**What you will do:**
Which lines in the data below contain the word "tree"? Report each of those lines in full.

** Begin Dataset records **

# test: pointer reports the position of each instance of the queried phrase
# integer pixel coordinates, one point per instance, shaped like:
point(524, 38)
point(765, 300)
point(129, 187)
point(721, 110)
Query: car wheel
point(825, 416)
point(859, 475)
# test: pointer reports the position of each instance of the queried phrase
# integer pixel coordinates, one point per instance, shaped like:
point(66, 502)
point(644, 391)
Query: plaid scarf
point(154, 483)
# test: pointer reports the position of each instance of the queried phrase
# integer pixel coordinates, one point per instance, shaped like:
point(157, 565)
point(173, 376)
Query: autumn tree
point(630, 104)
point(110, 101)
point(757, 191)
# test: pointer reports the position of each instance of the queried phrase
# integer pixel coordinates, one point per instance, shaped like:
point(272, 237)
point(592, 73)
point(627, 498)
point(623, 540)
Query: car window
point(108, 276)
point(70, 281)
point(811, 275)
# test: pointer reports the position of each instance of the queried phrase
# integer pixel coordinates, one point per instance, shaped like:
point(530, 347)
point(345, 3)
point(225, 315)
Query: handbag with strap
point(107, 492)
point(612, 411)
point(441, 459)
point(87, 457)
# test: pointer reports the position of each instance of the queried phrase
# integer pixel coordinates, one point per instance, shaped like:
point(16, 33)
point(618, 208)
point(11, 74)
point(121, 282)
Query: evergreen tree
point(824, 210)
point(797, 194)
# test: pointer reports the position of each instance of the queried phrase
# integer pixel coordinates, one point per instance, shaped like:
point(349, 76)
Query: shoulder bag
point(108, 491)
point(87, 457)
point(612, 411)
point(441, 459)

** End Dataset records **
** Begin Dataset records **

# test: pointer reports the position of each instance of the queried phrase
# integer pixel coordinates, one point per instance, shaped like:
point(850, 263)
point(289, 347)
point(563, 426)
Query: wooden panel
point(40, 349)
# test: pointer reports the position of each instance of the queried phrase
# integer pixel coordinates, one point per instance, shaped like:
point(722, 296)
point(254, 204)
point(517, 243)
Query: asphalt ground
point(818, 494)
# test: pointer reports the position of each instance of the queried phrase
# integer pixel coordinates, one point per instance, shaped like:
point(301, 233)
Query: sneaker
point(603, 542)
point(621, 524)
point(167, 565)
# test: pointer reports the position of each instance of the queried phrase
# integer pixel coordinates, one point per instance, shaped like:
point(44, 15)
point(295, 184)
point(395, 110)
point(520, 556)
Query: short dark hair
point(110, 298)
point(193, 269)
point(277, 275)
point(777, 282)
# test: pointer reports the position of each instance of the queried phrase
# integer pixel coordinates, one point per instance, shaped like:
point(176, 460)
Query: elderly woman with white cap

** End Dataset records **

**Written response:**
Query: autumn tree
Query: evergreen tree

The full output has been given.